── EXCERPTED TEXT ──
Water stress in the water towers of the world
Updated: Dec 14, 2019
Europe was hit by a heatwave early summer 2019. Parts of Europe, including also Eastern Germany, has not even recovered from the 2018 drought and the 2019 heatwave made the lack of water even more pronounced. As a local politician in Toulouse suggested (see my blog entry Power for the People), larger water reservoirs may help. Do they?
This year’s field season started early August and by now we have visited over two thirds of our regular lakes. Along the way to our sites we already saw the shortage of water. All rivers show their skeleton of stones and rocks, the river banks are extensive this year, and we saw some anglers, likely stone fishing, as anything else would be absurd.Where normally waterfalls are only small rivulets can be seen. They dribble away, small rivulet, drop by drop... Many of the wetlands in the mountains are dry or nearly so.
Our lakes are 30 - 50 cm below their normal water level. A rather shocking sight. The vegetation also shows signs of water stress, where the Pyrenees normally show a dark green and lush forests they are brown and yellow brown these days.
───
SET EXERCISE A
Reproduce the rows word for word, starting at the line containing "sky and record the coordinates." and ending with the last row.
── STORED DATA ──
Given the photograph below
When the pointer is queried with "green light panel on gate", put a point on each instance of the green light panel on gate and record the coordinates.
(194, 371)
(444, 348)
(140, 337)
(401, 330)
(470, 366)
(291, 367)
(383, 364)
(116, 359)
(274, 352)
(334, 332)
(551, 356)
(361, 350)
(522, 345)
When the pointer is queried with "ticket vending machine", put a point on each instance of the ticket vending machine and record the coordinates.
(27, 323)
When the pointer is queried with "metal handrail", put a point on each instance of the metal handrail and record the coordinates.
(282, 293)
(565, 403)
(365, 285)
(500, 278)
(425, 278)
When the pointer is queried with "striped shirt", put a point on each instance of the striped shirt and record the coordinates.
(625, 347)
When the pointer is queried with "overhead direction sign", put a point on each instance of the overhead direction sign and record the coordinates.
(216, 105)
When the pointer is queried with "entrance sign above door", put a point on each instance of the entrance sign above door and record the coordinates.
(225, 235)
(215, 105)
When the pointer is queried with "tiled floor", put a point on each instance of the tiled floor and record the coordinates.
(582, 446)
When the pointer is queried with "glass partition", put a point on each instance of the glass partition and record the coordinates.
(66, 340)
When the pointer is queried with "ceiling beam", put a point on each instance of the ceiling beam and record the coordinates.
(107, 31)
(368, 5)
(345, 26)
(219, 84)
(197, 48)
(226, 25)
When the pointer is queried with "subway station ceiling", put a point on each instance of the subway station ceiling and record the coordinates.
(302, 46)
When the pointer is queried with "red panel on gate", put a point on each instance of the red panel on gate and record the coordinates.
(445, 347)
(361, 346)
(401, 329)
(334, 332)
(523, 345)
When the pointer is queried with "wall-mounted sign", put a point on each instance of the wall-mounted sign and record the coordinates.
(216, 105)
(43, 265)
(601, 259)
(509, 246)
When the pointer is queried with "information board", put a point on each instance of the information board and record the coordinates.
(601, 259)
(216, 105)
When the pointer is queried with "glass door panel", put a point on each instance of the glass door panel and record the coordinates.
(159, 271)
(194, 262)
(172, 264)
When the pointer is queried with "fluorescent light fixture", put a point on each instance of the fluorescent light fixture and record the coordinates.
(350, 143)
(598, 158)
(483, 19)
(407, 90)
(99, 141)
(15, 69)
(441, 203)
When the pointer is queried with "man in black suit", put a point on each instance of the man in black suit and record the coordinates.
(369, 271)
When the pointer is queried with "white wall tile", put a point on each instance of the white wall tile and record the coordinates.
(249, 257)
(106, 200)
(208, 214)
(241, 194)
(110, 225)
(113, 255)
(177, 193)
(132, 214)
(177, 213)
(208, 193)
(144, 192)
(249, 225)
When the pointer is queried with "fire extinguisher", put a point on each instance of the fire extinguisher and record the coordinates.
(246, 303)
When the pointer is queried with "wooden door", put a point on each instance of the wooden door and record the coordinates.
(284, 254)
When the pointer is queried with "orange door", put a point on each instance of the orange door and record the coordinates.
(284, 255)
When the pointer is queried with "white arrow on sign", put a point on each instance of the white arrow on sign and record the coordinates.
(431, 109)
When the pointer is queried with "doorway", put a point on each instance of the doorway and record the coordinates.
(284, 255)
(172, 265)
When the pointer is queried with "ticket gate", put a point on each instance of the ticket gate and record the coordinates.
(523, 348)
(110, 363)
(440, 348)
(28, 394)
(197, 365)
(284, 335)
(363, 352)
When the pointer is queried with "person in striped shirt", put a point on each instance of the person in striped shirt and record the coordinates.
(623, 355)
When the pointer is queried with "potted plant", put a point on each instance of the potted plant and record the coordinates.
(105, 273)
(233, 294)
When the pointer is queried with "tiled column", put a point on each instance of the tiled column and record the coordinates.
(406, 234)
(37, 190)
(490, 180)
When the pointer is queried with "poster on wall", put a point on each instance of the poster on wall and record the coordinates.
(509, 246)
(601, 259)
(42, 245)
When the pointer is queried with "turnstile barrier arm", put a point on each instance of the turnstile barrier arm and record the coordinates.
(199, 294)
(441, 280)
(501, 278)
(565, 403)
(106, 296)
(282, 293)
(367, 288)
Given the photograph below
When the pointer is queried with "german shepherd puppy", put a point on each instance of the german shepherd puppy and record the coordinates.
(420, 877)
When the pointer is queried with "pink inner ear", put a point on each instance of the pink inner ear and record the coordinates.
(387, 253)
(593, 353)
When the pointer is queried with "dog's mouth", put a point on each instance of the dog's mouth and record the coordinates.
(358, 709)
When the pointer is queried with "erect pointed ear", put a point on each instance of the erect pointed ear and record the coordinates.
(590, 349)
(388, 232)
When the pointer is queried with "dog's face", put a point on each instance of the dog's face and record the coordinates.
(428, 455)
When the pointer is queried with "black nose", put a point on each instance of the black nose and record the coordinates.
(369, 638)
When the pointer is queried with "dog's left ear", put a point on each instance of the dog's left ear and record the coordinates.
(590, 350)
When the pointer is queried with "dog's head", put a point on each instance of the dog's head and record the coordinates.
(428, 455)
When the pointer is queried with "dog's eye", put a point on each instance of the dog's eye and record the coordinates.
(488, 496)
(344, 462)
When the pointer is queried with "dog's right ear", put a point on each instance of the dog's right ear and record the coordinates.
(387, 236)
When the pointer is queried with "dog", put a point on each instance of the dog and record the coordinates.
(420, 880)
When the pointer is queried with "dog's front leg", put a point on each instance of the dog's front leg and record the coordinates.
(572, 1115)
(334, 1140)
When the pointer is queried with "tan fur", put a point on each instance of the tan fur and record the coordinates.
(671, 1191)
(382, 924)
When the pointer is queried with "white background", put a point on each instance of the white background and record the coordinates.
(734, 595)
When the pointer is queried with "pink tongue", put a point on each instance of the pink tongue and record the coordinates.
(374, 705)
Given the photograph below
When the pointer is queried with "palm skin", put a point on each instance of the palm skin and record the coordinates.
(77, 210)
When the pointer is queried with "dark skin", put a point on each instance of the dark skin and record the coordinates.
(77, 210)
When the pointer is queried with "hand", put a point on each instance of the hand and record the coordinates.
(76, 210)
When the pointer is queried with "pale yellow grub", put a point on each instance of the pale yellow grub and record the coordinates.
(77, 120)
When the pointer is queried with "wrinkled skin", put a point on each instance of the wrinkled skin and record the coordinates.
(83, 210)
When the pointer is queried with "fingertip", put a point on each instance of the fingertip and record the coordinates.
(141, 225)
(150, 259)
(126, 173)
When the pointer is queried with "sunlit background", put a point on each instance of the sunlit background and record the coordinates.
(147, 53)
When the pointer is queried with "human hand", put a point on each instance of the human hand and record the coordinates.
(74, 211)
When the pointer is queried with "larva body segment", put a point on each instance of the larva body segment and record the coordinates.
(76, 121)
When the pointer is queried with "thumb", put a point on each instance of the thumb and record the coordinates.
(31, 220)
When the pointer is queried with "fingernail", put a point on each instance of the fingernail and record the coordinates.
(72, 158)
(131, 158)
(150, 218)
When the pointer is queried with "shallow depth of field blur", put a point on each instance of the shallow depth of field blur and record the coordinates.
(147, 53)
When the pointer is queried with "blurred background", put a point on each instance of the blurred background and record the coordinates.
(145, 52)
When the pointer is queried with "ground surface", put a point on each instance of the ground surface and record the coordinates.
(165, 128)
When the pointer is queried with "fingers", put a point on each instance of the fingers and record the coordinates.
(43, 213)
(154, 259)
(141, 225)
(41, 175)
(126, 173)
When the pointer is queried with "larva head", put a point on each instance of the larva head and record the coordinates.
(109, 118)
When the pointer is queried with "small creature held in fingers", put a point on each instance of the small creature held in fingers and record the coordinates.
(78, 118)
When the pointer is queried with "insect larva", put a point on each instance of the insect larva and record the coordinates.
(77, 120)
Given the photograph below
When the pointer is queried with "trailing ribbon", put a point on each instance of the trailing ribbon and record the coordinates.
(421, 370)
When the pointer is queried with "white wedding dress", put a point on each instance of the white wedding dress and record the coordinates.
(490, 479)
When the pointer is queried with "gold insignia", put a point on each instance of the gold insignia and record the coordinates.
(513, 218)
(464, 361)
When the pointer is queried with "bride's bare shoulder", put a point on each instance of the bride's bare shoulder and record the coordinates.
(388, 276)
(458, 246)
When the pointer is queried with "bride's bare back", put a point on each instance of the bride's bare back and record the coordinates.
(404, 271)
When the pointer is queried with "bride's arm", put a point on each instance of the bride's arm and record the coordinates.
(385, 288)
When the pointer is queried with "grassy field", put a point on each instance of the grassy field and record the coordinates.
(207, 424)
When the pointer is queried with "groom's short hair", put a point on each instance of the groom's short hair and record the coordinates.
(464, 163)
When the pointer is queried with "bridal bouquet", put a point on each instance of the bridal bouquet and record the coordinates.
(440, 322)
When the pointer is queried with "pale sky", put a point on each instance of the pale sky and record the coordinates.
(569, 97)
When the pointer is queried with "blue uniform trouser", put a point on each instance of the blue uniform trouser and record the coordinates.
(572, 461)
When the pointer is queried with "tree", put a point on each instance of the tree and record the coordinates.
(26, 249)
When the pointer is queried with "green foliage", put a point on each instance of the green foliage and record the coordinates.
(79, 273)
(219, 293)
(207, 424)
───
SET EXERCISE B
In the water stress post, how far below their normal water level are the lakes?

COMPLETE RESPONSE A
When the pointer is queried with "pale sky", put a point on each instance of the pale sky and record the coordinates.
(569, 97)
When the pointer is queried with "blue uniform trouser", put a point on each instance of the blue uniform trouser and record the coordinates.
(572, 461)
When the pointer is queried with "tree", put a point on each instance of the tree and record the coordinates.
(26, 249)
When the pointer is queried with "green foliage", put a point on each instance of the green foliage and record the coordinates.
(79, 273)
(219, 293)
(207, 424)

COMPLETE RESPONSE B
30 to 50 cm below their normal water level.